- _PROVIDED TEXT_:
-- start --

Last modified: Mar 04, 2023 By Alexander Williams

Understand How to Work with Table in beautifulsoup

This article will cover everything you need to know about using tables and BeautifulSoup. Specifically, we will go over how to:

  • Find the table within HTML
  • Find the table headers
  • Retrieve the table columns
  • Find the table by class
  • Find the table by ID
  • Find the table in a table
  • Find all tables

By the end of this article, you will understand how to work with tables in BeautifulSoup.

Find table within HTML

To find a table within HTML using BeautifulSoup, follow the code below:

from bs4 import BeautifulSoup

html_doc = '''
<table class="table-1">
  <tr>
    <th>Company</th>
    <th>Contact</th>
    <th>Country</th>
  </tr>
  <tr>
    <td>Alfreds Futterkiste</td>
    <td>Maria Anders</td>
    <td>Germany</td>
  </tr>
  <tr>
    <td>Centro comercial Moctezuma</td>
    <td>Francisco Chang</td>
    <td>Mexico</td>
  </tr>
</table>

<table class="table-2">
  <tr>
    <th>Company</th>
    <th>Contact</th>
    <th>Country</th>
  </tr>
  <tr>
    <td>Facebook</td>
    <td>Mark</td>
    <td>USA</td>
  </tr>
  <tr>
    <td>Centro comercial Newyork</td>
    <td>Newyork Chang</td>
    <td>USA</td>
  </tr>
</table>
'''

# Parse HTML
soup = BeautifulSoup(html_doc, 'html.parser')

# Find the first table
table = soup.find('table')

print(table)

As you can see in the HTML code provided, there are two tables with different class attributes. To find the first table, we can use the following line of code: soup.find('table').

<table class="table-1">
<tr>
<th>Company</th>
<th>Contact</th>
<th>Country</th>
</tr>
<tr>
<td>Alfreds Futterkiste</td>
<td>Maria Anders</td>
<td>Germany</td>
</tr>
<tr>
<td>Centro comercial Moctezuma</td>
<td>Francisco Chang</td>
<td>Mexico</td>
</tr>
</table>

If you need to find all the columns in a table, you can use the find_all() function and specify the tr tag as the parameter.

# Find the first table
table = soup.find('table')

-- end --

- _STORED DATA_:

-- start --

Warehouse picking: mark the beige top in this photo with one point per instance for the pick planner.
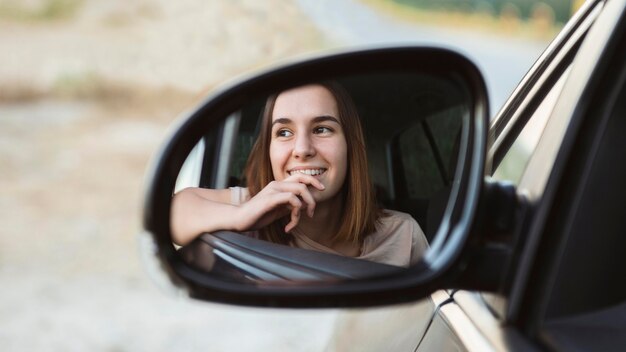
(398, 239)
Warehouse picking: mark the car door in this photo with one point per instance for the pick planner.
(556, 298)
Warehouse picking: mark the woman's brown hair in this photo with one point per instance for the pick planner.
(360, 212)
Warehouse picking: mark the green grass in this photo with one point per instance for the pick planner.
(479, 20)
(42, 11)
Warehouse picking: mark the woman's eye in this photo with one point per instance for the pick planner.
(322, 129)
(284, 133)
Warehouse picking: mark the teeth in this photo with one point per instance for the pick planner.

-- end --

- _PROBLEM DETAILS_: Reproduce the part of the BeautifulSoup tables article that begins with "This article will" and runs through "tables in BeautifulSoup.".

- _TASK ANSWER_:
This article will cover everything you need to know about using tables and BeautifulSoup. Specifically, we will go over how to:

  • Find the table within HTML
  • Find the table headers
  • Retrieve the table columns
  • Find the table by class
  • Find the table by ID
  • Find the table in a table
  • Find all tables

By the end of this article, you will understand how to work with tables in BeautifulSoup.